_Source_
Tel: +1 206 781-0915

Fax:: +1 206 781-0915

e-mail: dicknels@email.msn.com

Summary

This paper outlines a new approach to metropolitan region transport planning and to regional transport policy and investment decisions that supports the goal of sustainable transport. The method has been designed to assist planners in developing least-cost strategies to address congestion and declining air quality, the most critical transport-related problems in many metropolitan areas in the U.S.A. However, it could be adapted to meet the different needs of other metropolitan regions. The method is both practical and systematic, relying on a new sketch planning model to calculate costs and benefits. It is termed an integrated approach because it puts demand-side and efficiency alternatives on the table for consideration along with traditional supply-side alternatives. A preliminary real-world application of the method has been made in the central Puget Sound region of Washington State, and a strategy for cost-effective transport investments in the region has been recommended. That strategy is referred to in this paper for purposes of example.

Need for a New Regional Planning Method

Metropolitan regions in the U.S.A. facing the difficult problems of ever-increasing traffic and transport-related environmental impacts usually opt for more system capacity. Although additional capacity, especially if not complemented by other actions, will not stem the steep growth of auto trips, expensive investments in roadway lane-miles and rail transit systems continue apace. For elected officials and planners who must respond to frustrated drivers, the traditional build option provides a familiar and tangible answer if not a solution. Even then, the decision of what to build is not an easy one.

Vigorous arguments typically break out between transit advocates and highway supporters. Decision makers tend to mediate the dispute by appeasing both sides with a division of the available resources. Complicating matters further is the regional political environment with its demands that resources be distributed geographically in proportion to tax revenues collected in local jurisdictions.

Some students of the regional transport planning process doubt that it can be improved. Professor Martin Wachs succinctly summarized the dilemma: "...transport policy making is primarily a political exercise, and ... analytical approaches by technical experts are invariably less influential than the pull and tug of influential interest groups".[1]

Political and other subjective factors will not be eliminated from transport decision making. Nor should they be, since the complexity of the problem and the numerous and diverse stakeholders will inherently involve judgment and compromise. The challenge is to strike a better balance between the political and analytical dimensions.

_Material provided_
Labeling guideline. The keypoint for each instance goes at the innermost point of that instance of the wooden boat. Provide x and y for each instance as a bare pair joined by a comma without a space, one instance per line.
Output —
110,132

_Stated exercise A_
Transcribe everything in the text on regional transport planning from "Vigorous arguments typically" down to "in local jurisdictions.".
_Stated exercise B_
Answer each question from the text on regional transport planning.
(i) In what region was a preliminary real-world application of the method made?
(ii) What do U.S. metropolitan regions facing ever-increasing traffic usually opt for?
(iii) Who summarized the dilemma that transport policy making is primarily a political exercise?
_Stated exercise C_
Decide whether each statement agrees with the text on regional transport planning, and support each yes or no with the deciding words of the text.
(i) The method uses a new sketch planning model to calculate costs and benefits.
(ii) Political factors should be removed from transport decision making.
(iii) Decision makers usually settle the dispute by siding with transit advocates.

_Solution A_
Vigorous arguments typically break out between transit advocates and highway supporters. Decision makers tend to mediate the dispute by appeasing both sides with a division of the available resources. Complicating matters further is the regional political environment with its demands that resources be distributed geographically in proportion to tax revenues collected in local jurisdictions.

_Solution B_
(i) The central Puget Sound region of Washington State.
(ii) More system capacity.
(iii) Professor Martin Wachs.

_Solution C_
(i) Yes: "relying on a new sketch planning model to calculate costs and benefits"
(ii) No: "Political and other subjective factors will not be eliminated from transport decision making. Nor should they be"
(iii) No: "Decision makers tend to mediate the dispute by appeasing both sides with a division of the available resources."